TEXT BLOCK:
• • • • • • •
Science may have advanced by leaps and bounds over the centuries, but it still doesn’t have all the answers. One of the nagging questions that refuses go away is on the origin of life.

Though theories abound to explain how life originated on earth, scientists believe that life emerged from a soup of lifeless matter on early earth. The environmental conditions were just right, leading to the emergence of life from this lifeless matter.

Scientists know now with certainty how the simplest of microbes evolved into amazingly complex organisms over billions of years. What they don’t know for sure is how the mechanism by which the first set of organic molecules that subsequently became the building blocks of life was created.

In the 1960s, scientists showed that when a chemical compound called hydrogen cyanide was irradiated by the ultraviolet radiation present in sunlight, it formed a molecule called imidazole, which leads to the creation of biological compounds found in DNA and RNA. But the steps involved in this reaction were not clearly understood.

A multinational research team in Germany seems to have theoretically worked this out. “It’s very clear that this did not happen in one go but through a series of complex chemical reactions,” says Anakuthil Anoop, a chemistry researcher at the Indian Institute of Technology (IIT), Kharagpur, who was a part of the team.

Mario Barbatti and Anakuthil Anoop

Anoop joined the team, which includes scientists from Germany and the Czech Republic, by accident. “The scientists led by Mario Barbatti of the Max Planck Institut für Kohlenforschung in Germany have been trying to solve this problem for a long time. I did my postdoctoral studies from the institute. About a year ago, I was visiting the lab of my adviser Walter Thiel. During the visit, Barbatti and I had a discussion on the subject, which led to my joining the team,” Anoop says.

“This is like adding one more small piece to a big puzzle,” says a modest Barbatti of their results, which were published recently in the chemistry journal Angewandte Chemie. But this “small piece” seems to be a vital piece in the jigsaw.

What was important, Barbatti says, was to understand the constraints that existed on earth before life. “For instance, we now have a better estimate about how much sunlight the environment was receiving then: if it is too much, the molecules would be destroyed; too little, they would not be formed,” says Barbatti.

He points out that for the last 50 years or so, scientists have known that this reaction was an efficient way of producing the building blocks (known as purine precursors) for DNA and RNA. “The significance of our work is in showing in detail how this reaction happens. Our work will help recreate the physical and chemical environment present before life emerged,” Barbatti told KnowHow.

When a molecule is exposed to ultraviolet radiation, it absorbs the energy and stores it in the electrons. After sometime, this energy may be transformed into heat or thermal energy.

“In our work, we have shown that heat (or thermal energy) dissipates too quickly to allow the formation of the DNA/RNA building blocks. This implies that these molecules should be formed while the ultraviolet energy is still stored in the electrons,” says Barbatti, the main author of the paper.

Interestingly, the scientists didn’t work out all these details through lab experiments but through computer simulation. The number crunching — using what the scientists call computational chemistry — is important because it provides rare insights into different chemical reactions that are theoretically plausible, but not practically so because of the minute details involved.

Some reactions in the laboratory are so elusive that they disappear before they can be gauged, says Barbatti. Hence the need for computer simulation.

Based on such pointers, scientists can subsequently carry out experiments to check out the findings.

“The recent understanding will not only help us resolve the mystery of the origin of life on earth but also give us a handle to explore whether life can be formed in earth-like planets revolving around other stars,” says Anoop.

Anoop is confident that they have got it right. “This may help us find out the perfect recipe required for the emergence of life,” he says.
• • • • • • •
(Lines excerpted from a collection)
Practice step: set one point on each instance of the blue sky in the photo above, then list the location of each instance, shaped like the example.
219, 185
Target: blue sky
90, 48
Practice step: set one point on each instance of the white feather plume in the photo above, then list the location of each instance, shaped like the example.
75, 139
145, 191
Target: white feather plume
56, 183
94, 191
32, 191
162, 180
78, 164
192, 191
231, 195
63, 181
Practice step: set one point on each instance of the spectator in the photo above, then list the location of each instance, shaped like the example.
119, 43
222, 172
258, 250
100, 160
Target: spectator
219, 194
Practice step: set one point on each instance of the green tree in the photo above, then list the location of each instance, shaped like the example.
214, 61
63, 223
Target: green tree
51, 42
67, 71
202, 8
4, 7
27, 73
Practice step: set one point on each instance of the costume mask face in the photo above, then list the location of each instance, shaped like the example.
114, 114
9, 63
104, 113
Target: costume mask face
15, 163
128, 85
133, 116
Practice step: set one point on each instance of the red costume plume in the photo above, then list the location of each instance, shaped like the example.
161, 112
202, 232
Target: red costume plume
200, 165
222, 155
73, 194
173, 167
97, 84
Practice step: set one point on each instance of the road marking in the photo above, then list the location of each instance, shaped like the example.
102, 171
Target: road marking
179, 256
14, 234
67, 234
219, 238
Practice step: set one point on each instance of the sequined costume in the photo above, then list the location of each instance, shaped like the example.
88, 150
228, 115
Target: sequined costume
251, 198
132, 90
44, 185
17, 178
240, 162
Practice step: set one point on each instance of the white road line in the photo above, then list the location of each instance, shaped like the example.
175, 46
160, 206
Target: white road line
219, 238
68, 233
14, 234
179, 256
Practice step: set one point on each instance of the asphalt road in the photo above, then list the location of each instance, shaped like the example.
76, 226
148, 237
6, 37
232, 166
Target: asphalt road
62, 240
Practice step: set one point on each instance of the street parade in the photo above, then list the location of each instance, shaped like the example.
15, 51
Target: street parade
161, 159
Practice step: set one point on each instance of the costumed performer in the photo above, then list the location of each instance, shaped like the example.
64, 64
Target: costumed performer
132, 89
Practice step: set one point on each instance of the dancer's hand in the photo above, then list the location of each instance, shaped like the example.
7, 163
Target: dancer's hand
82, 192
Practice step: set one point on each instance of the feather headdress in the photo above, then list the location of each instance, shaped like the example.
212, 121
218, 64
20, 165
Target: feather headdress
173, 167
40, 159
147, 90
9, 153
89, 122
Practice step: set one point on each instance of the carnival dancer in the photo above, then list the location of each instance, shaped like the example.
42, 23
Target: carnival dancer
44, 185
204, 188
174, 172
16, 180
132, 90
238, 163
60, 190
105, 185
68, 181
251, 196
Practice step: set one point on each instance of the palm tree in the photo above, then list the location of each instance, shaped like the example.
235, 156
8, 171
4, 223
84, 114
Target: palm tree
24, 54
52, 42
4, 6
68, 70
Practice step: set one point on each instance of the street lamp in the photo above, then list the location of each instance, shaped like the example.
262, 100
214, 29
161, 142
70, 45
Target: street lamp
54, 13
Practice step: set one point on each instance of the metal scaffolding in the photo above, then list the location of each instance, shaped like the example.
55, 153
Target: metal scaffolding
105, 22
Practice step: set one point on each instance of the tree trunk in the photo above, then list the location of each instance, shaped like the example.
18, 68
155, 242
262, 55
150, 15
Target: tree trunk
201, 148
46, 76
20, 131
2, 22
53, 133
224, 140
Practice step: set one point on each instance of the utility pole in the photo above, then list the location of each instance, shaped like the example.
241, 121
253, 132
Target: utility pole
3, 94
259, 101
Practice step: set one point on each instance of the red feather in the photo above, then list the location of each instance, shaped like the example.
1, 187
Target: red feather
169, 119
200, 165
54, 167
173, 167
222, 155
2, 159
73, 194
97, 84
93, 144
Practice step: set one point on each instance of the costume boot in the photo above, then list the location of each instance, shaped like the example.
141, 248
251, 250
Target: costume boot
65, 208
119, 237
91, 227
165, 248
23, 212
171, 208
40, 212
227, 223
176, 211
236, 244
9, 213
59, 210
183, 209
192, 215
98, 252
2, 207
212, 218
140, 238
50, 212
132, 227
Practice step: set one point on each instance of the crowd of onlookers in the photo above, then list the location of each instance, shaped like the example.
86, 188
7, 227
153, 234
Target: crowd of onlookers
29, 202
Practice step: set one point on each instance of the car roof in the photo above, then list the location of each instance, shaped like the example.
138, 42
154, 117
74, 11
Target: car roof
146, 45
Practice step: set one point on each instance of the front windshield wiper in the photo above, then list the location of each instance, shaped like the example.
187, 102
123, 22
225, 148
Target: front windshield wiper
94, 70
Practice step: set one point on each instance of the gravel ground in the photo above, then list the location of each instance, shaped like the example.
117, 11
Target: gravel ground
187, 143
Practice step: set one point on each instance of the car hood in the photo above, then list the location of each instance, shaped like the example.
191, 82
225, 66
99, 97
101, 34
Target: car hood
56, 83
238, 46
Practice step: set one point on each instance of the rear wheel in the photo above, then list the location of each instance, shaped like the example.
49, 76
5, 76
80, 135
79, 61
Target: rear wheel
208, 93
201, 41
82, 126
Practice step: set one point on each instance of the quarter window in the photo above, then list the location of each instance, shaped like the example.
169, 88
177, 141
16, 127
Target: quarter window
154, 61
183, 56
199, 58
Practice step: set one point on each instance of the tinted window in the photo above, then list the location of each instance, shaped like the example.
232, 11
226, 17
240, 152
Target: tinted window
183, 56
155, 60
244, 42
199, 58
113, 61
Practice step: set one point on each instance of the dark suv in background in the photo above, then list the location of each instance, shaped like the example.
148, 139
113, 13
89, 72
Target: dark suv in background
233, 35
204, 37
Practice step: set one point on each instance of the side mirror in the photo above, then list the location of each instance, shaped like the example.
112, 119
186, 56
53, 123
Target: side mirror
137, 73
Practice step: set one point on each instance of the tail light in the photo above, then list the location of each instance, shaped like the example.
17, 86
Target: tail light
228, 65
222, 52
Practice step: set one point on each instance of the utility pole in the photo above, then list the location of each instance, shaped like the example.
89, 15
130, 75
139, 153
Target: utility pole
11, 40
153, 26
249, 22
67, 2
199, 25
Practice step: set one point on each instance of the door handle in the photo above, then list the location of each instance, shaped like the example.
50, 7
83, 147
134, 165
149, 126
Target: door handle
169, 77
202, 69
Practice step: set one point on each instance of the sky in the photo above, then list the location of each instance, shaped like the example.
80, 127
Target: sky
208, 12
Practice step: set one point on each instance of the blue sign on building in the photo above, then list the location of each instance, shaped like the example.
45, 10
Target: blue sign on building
• • • • • • •
TASKS AND EXERCISES:
- A) For each statement about the article on the origin of life, say yes or no and quote the words of the article that decide it. (i) The research team worked out the details of the reaction through lab experiments. (ii) Anoop did his postdoctoral studies at the institute where Barbatti's group works. (iii) The team's results were published in the chemistry journal Angewandte Chemie.
- B) Reproduce the part of the article on the origin of life that begins at the words "Science may have" and ends after the words "life was created.".
None of these lines is needed.

RESPONSES BY TASK:
- A)
(i) No: "the scientists didn’t work out all these details through lab experiments but through computer simulation."
(ii) Yes: "I did my postdoctoral studies from the institute."
(iii) Yes: "which were published recently in the chemistry journal Angewandte Chemie."

- B)
Science may have advanced by leaps and bounds over the centuries, but it still doesn’t have all the answers. One of the nagging questions that refuses go away is on the origin of life.

Though theories abound to explain how life originated on earth, scientists believe that life emerged from a soup of lifeless matter on early earth. The environmental conditions were just right, leading to the emergence of life from this lifeless matter.

Scientists know now with certainty how the simplest of microbes evolved into amazingly complex organisms over billions of years. What they don’t know for sure is how the mechanism by which the first set of organic molecules that subsequently became the building blocks of life was created.